AIM OF THE TASK: Set down a true copy of the data, with all pictures left out.

──────────────────────────────

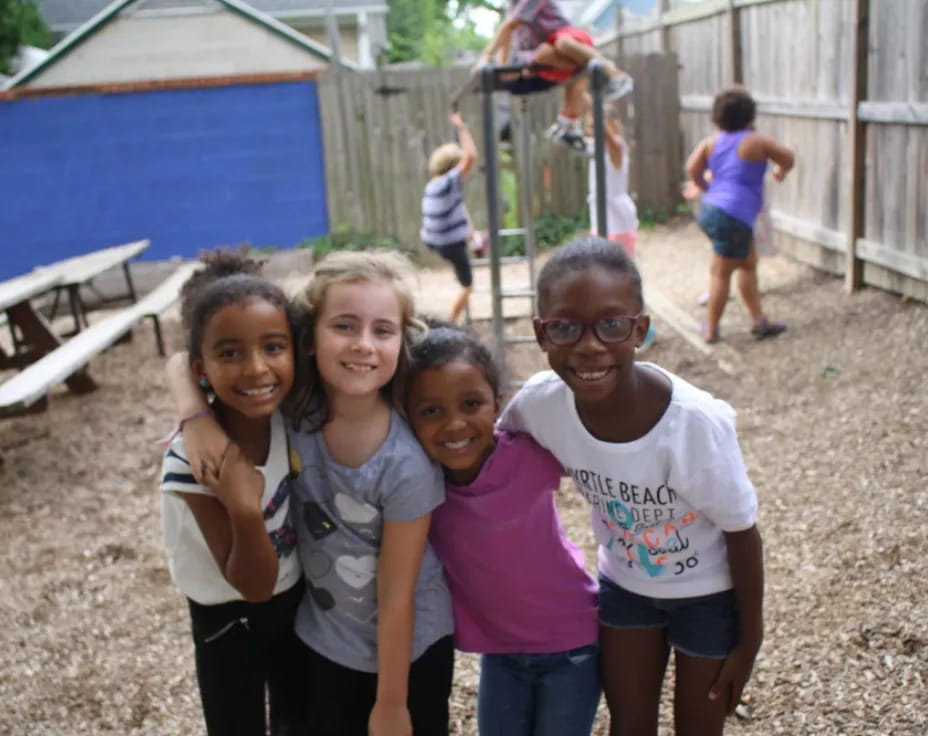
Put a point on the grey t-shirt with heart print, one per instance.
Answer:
(338, 512)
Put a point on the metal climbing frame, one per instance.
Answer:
(490, 83)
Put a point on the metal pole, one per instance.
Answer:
(525, 189)
(598, 82)
(487, 85)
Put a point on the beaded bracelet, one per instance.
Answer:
(180, 425)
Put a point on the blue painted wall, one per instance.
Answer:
(188, 169)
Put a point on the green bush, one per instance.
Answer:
(345, 237)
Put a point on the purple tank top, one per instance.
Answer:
(737, 186)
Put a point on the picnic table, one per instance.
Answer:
(83, 269)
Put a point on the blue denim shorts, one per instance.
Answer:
(731, 238)
(703, 626)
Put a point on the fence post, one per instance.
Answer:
(857, 145)
(665, 29)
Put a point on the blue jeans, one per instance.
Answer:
(539, 694)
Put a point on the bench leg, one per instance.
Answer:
(159, 339)
(129, 284)
(37, 333)
(77, 308)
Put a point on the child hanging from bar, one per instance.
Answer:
(537, 35)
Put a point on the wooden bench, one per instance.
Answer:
(32, 383)
(81, 271)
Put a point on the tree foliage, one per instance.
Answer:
(431, 31)
(20, 24)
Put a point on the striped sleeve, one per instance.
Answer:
(176, 475)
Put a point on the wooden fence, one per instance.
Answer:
(843, 82)
(379, 129)
(380, 126)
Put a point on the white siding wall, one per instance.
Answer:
(218, 43)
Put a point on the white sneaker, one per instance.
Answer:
(618, 87)
(554, 131)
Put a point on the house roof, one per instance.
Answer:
(65, 15)
(113, 8)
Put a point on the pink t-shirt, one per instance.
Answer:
(517, 584)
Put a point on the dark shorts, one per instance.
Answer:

──────────────────────────────

SOLUTION FOR THIS TASK:
Put a point on the grey t-shirt with heart print, one per instance.
Answer:
(338, 512)
Put a point on the metal climbing frame, one per instance.
Answer:
(490, 83)
Put a point on the metal pole, one per instance.
Answer:
(525, 189)
(598, 82)
(487, 85)
Put a point on the beaded bracelet, one per instance.
Answer:
(180, 425)
Put a point on the blue painted wall, one per instance.
Answer:
(188, 169)
Put a point on the green bush, one per instance.
Answer:
(345, 237)
Put a point on the purple tank top, one per instance.
Answer:
(737, 186)
Put a point on the picnic table, one per instance.
Answer:
(83, 269)
Put a point on the blue denim shorts, one per instance.
Answer:
(731, 238)
(703, 626)
Put a point on the fence post, one per instance.
Answer:
(857, 145)
(665, 29)
Put a point on the blue jeans, one per instance.
Answer:
(539, 694)
Put a point on the bench leg, one per instance.
Answer:
(159, 339)
(129, 284)
(37, 333)
(77, 308)
Put a point on the child hanging from bar, one per instance.
Answer:
(537, 35)
Put a point on the wooden bench, one per instance.
Answer:
(32, 383)
(81, 271)
Put a point on the tree foliage, one per instance.
Answer:
(431, 31)
(20, 24)
Put a point on the striped sleeve, one per instance.
Answer:
(176, 475)
Put a point on the wooden fence, one per instance.
Answer:
(843, 82)
(379, 129)
(380, 126)
Put a point on the white siding wall, one per instance.
Answer:
(218, 43)
Put a point on the white sneaker, one per instance.
Answer:
(618, 87)
(554, 131)
Put a point on the house roof, one per instance.
Answer:
(65, 15)
(113, 8)
Put a point on the pink t-shirt, one per instance.
Answer:
(517, 584)
Put a point on the dark shorts, one per instance.
Answer:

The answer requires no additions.